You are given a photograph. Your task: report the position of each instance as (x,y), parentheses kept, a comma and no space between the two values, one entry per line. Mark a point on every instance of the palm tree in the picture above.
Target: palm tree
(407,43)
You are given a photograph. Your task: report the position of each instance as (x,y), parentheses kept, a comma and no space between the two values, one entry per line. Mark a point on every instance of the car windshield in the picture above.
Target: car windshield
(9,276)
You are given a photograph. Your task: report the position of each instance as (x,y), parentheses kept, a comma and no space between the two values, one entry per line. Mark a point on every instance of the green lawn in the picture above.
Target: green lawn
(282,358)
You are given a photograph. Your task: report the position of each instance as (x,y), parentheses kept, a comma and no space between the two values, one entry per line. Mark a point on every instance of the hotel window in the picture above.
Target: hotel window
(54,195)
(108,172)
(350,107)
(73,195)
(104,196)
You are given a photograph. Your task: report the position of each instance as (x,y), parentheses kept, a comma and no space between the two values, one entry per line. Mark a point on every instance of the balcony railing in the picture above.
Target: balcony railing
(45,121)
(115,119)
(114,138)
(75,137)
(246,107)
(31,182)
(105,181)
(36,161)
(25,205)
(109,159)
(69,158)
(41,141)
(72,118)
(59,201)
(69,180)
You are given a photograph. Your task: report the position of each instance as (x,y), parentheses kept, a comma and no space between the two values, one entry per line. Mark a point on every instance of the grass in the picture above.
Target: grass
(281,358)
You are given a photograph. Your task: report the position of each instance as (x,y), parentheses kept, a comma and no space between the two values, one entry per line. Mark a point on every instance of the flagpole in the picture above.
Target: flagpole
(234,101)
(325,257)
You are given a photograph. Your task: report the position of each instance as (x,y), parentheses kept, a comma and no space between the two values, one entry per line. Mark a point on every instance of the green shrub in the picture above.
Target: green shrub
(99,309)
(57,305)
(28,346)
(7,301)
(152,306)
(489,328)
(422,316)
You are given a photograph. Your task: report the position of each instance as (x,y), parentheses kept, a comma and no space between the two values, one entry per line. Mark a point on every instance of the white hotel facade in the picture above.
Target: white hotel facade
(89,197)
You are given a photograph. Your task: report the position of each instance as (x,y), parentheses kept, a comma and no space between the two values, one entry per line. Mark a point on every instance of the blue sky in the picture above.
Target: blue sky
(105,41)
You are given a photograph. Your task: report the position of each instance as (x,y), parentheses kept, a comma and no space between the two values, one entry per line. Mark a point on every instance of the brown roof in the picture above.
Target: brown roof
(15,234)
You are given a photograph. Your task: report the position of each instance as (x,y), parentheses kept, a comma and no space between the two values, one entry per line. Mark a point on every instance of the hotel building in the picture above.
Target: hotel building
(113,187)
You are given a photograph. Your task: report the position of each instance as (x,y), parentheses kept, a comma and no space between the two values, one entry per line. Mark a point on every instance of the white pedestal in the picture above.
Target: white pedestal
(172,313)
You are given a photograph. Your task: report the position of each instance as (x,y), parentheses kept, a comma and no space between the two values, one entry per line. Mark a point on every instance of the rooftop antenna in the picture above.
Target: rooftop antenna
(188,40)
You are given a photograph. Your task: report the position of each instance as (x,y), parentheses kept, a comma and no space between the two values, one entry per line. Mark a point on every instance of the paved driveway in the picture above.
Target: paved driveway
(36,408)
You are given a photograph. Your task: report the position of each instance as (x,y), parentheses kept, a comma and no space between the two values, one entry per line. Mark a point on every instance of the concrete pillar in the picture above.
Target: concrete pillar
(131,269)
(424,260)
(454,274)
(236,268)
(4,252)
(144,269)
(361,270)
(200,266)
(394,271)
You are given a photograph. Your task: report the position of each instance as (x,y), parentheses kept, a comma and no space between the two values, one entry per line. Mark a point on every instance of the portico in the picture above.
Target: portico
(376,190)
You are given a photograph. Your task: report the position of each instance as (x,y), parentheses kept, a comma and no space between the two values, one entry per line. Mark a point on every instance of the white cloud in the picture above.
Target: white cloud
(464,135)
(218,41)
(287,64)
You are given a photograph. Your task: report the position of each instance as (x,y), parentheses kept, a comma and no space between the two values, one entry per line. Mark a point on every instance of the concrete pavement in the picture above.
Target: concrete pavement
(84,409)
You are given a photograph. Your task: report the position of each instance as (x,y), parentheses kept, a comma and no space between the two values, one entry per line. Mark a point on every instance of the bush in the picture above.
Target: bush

◆ **GOAL OF THE EXERCISE**:
Reproduce every line of the material above exactly.

◆ **WRITTEN SOLUTION**:
You are given a photograph. Your task: report the position of each instance as (x,y), parentheses kept, a comma and no space between the two values, one entry per line. Mark a point on every instance of the palm tree in the picture above.
Target: palm tree
(407,43)
You are given a photograph. Your task: report the position of each instance as (x,y), parentheses kept, a comma and no space between the two values, one entry per line. Mark a point on every instance of the car windshield in the picture above.
Target: car windshield
(9,276)
You are given a photograph. Your task: report the position of each instance as (x,y), parentheses kept, a comma and no space between the two values, one entry per line. Mark a point on every instance of the green lawn in the picture above.
Target: green lawn
(282,358)
You are given a photograph. Your task: report the position of each instance as (x,y), parentheses kept, a comma and no space between the two values, one entry per line. Mark a point on every instance of the hotel window in the picture above.
Target: hotel window
(54,195)
(108,172)
(350,107)
(73,195)
(104,196)
You are given a photograph. Your task: report the position of each instance as (x,y), parentheses kept, a comma and no space between the two values, one entry per line. Mark a point on every instance of the balcony railing in the picture above.
Target: balcony railing
(45,121)
(115,119)
(114,138)
(75,137)
(246,107)
(31,182)
(105,181)
(36,161)
(25,205)
(109,159)
(69,158)
(41,141)
(72,118)
(59,201)
(69,180)
You are given a photograph. Your task: report the position of each instance as (x,y), parentheses kept, a comma and no space between the two values, one entry per line. Mark a point on every instance of the grass in the picture above.
Target: grass
(281,358)
You are given a photograph. Your task: report the position of each instance as (x,y), parentheses kept, a comma and no space between the two values, one entry per line. Mark a point on every instance of the flagpole in the picture above.
Target: flagpole
(234,101)
(325,257)
You are given a photograph. Your task: report the position of each instance as (x,y), parentheses kept, a comma and no space between the two values, one entry per line. Mark a point on every instance of the green shrub in the picture above.
Target: green shrub
(99,309)
(57,305)
(28,346)
(7,301)
(152,306)
(489,328)
(422,316)
You are given a photograph. Your task: report the position of each instance as (x,y), parentheses kept, a comma and no space between the two values, one entry per line. Mark a point on every instance of the white hotel facade in the picture above.
Target: white hotel facade
(89,197)
You are given a photograph. Your task: report the position of each instance as (x,y), parentheses kept, a comma and no space between the two values, one entry per line. Mark a point on every instance of the blue sky in the picture above.
Target: blue sky
(105,41)
You are given a photograph. Your task: report the position of each instance as (x,y), parentheses kept, a comma and no space between the two values, one entry per line. Mark a point on every instance of the brown roof in the picture above.
Target: brown roof
(15,234)
You are given a photograph. Your task: report the position of each instance as (x,y), parentheses kept, a comma and no space between the two values, one entry per line. Mark a point on every instance of the hotel building in the picture above.
Target: hotel building
(113,187)
You are given a photograph. Your task: report the position of each instance as (x,y), parentheses kept, a comma and no space between the two values, one entry per line. Mark a point on every instance of the white pedestal in the picture above.
Target: white pedestal
(172,313)
You are given a photograph. Your task: report the position of each instance as (x,y), parentheses kept, a comma and no space between the two values, one entry per line. Mark a point on every instance of the rooftop antenna in the picture above.
Target: rooftop antenna
(188,40)
You are given a photograph. Your task: report the position of each instance as (x,y), parentheses kept, a comma and no space between the two values, one entry per line. Mark a point on every instance of the paved driveway in the picture above.
Target: paved driveway
(36,408)
You are given a photograph. Your task: report the position of each instance as (x,y), parentheses kept, a comma and no space between the two values, one entry per line. Mark a point on every instance of the concrete pillar in the picture above.
Target: concrete pillar
(131,269)
(424,260)
(454,274)
(236,268)
(4,252)
(144,269)
(361,270)
(200,266)
(394,271)
You are given a photograph. Your task: report the position of each instance as (x,y), parentheses kept, a comma and no space between the two values, one entry per line. Mark a point on every instance of the portico in the picture above.
Target: portico
(376,190)
You are given a photograph. Your task: report the position of each instance as (x,y), parentheses kept, a comma and no space between the two values, one entry per line. Mark a point on every instance of the white cloud in the picture above.
Target: white cloud
(464,135)
(218,41)
(287,64)
You are given a photograph. Your task: report the position of each instance as (x,y), parentheses kept, a comma and no space between the two values, one entry per line. Mark a point on every instance of the concrete pavement in the picture above.
Target: concrete pavement
(84,409)
You are given a photograph. Your task: report the position of each instance as (x,y), parentheses kept, a comma and no space between the two values, one entry per line. Mark a point on every instance of the bush in the picture above.
Target: bush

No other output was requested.